#### Instructions for the task:
Lines of the listing below that contain the string "bridge" are to be returned.

#### Extracted entries:
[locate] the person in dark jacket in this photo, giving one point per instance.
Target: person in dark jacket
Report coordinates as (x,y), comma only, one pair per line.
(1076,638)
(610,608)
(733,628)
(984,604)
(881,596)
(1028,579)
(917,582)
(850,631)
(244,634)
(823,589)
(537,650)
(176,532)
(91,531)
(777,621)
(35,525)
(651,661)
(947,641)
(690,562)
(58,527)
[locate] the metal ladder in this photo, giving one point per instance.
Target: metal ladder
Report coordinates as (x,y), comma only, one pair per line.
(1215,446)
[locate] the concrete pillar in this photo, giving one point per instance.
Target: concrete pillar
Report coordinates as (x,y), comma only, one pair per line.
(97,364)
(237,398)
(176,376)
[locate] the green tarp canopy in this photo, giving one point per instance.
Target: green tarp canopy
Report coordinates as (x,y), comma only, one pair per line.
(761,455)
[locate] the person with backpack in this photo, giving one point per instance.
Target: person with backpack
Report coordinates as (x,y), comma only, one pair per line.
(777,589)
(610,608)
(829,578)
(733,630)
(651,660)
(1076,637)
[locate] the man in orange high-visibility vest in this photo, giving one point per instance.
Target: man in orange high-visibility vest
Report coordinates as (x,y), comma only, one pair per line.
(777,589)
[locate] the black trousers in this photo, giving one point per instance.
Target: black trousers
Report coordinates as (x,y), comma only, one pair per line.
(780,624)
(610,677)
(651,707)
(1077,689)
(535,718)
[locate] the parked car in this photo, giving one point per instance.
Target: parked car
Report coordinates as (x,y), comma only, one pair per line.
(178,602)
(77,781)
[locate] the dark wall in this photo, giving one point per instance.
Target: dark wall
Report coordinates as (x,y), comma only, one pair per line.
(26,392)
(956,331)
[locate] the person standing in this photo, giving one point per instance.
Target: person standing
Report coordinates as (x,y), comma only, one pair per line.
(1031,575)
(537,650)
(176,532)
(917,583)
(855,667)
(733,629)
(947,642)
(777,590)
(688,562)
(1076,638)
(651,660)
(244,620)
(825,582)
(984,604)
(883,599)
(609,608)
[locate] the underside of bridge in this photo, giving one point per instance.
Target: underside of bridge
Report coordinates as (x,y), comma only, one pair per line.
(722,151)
---
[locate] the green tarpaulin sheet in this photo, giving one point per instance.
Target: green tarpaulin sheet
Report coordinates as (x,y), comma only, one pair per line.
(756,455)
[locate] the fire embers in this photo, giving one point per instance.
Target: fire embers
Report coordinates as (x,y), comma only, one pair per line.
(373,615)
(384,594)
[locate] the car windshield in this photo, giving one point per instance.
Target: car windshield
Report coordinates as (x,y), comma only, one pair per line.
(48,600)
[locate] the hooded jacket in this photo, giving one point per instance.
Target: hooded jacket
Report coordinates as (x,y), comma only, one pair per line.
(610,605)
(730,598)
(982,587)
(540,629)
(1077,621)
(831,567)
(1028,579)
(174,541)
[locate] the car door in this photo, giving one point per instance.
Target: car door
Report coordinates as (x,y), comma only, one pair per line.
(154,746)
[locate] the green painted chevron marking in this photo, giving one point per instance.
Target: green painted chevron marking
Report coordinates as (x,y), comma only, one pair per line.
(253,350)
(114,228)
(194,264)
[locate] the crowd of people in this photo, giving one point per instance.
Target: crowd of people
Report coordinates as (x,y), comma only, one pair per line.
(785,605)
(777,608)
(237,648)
==
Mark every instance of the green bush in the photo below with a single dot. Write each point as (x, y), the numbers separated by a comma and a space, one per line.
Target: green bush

#### Response below:
[locate] the underside of bridge in this photo, giving one point per instance.
Target: underside of bridge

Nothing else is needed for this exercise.